Stored records:
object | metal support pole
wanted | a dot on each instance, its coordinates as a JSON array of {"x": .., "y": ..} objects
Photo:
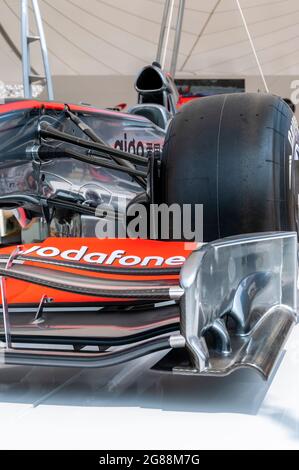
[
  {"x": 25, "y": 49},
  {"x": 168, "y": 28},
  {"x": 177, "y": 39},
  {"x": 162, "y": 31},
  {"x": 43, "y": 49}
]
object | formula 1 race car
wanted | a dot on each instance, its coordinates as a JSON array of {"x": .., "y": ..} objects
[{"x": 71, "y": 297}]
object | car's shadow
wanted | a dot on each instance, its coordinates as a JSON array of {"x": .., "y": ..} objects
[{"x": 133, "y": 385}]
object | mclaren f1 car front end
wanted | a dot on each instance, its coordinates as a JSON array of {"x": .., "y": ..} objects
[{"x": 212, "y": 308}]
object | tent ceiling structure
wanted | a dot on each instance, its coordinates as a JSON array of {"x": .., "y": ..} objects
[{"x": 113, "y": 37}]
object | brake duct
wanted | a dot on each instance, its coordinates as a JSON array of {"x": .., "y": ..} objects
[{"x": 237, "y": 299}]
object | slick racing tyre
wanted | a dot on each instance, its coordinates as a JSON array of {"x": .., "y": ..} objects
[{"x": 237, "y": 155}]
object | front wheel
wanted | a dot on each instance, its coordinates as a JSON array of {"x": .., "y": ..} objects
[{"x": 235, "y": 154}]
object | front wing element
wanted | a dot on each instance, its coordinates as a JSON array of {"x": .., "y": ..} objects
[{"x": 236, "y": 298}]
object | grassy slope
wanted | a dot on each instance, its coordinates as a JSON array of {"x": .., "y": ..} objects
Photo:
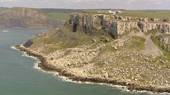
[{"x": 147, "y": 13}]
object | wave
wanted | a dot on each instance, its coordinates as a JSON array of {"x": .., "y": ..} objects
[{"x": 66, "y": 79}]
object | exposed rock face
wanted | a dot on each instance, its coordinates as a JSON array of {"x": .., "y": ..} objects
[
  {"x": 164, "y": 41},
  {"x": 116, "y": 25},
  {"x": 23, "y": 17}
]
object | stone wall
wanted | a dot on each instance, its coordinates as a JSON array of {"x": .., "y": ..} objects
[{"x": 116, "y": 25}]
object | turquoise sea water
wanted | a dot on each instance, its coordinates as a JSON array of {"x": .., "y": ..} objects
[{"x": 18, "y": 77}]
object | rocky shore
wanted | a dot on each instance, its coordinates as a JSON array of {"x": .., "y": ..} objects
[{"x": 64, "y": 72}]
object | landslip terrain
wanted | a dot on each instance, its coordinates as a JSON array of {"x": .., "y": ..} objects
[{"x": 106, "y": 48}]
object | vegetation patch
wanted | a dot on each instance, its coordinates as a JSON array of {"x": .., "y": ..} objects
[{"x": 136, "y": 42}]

* * *

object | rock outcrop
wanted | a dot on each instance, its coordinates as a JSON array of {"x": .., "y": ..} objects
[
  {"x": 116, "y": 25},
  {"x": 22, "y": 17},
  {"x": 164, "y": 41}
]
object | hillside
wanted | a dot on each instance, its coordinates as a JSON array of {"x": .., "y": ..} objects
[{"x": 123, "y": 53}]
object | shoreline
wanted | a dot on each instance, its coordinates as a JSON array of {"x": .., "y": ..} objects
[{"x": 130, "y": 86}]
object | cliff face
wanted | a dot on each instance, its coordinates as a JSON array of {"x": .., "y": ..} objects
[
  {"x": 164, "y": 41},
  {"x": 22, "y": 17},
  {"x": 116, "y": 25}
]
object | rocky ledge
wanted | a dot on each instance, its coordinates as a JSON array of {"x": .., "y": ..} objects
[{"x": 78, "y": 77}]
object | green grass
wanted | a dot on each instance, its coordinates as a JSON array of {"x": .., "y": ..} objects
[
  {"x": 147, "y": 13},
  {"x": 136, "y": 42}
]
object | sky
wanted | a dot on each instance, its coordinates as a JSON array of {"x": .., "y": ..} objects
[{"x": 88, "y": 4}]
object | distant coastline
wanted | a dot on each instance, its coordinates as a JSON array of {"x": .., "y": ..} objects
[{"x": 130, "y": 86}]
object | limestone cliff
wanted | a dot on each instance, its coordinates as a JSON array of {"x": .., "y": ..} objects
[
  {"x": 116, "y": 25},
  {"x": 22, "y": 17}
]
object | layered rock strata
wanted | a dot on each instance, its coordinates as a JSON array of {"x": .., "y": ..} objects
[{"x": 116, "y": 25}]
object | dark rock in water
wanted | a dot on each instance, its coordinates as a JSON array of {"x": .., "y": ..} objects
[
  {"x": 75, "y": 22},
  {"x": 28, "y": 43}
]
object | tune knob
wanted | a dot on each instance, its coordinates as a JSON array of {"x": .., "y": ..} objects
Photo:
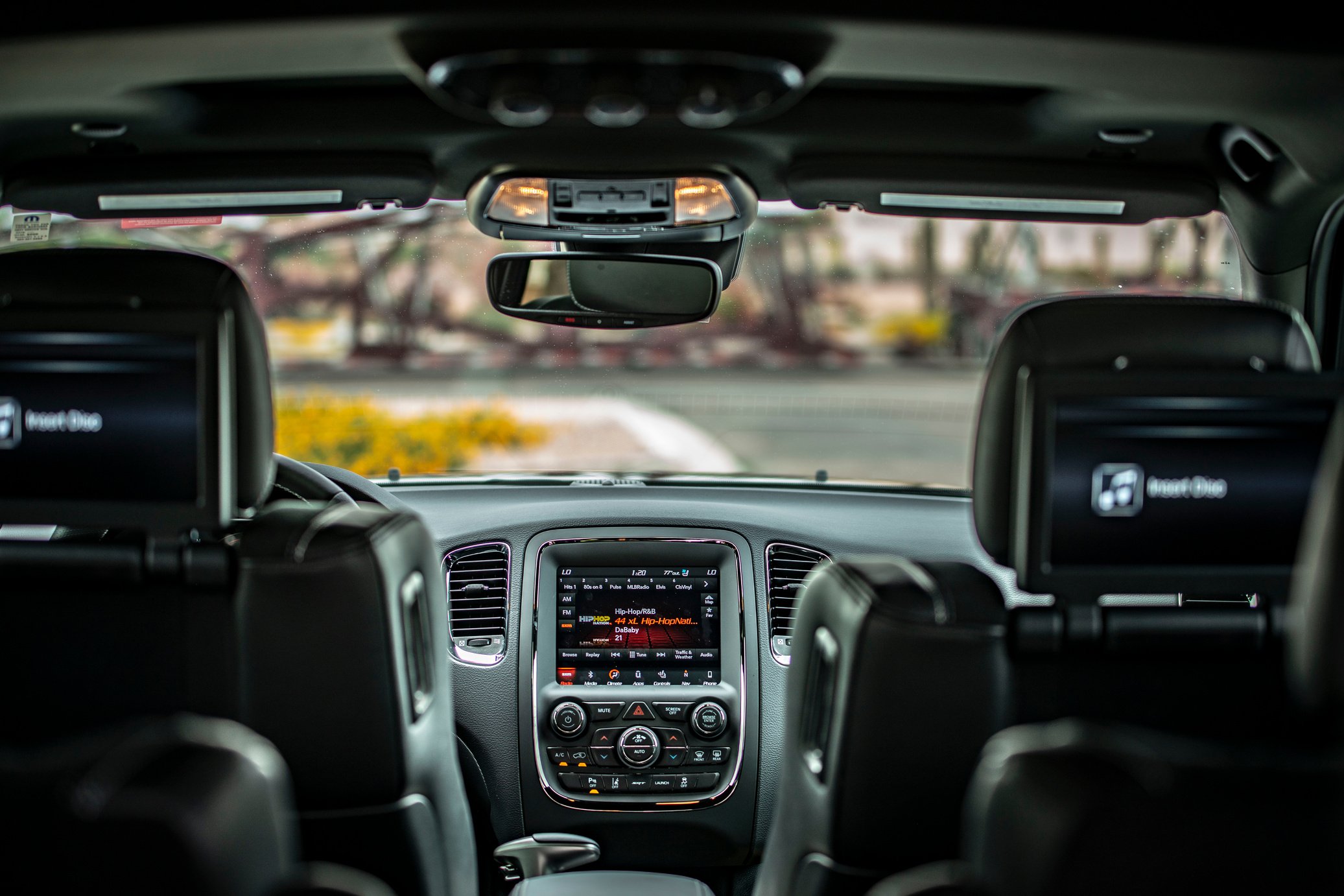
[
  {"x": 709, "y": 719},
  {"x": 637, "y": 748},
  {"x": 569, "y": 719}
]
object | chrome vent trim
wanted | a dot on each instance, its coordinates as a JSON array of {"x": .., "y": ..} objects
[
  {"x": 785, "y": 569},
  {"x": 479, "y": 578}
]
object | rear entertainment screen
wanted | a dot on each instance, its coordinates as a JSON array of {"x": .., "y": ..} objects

__TASK GOAL__
Going through the data above, please tally the lines that contain the string "front" and return only the total.

__ANSWER FOR THIS EXERCISE__
3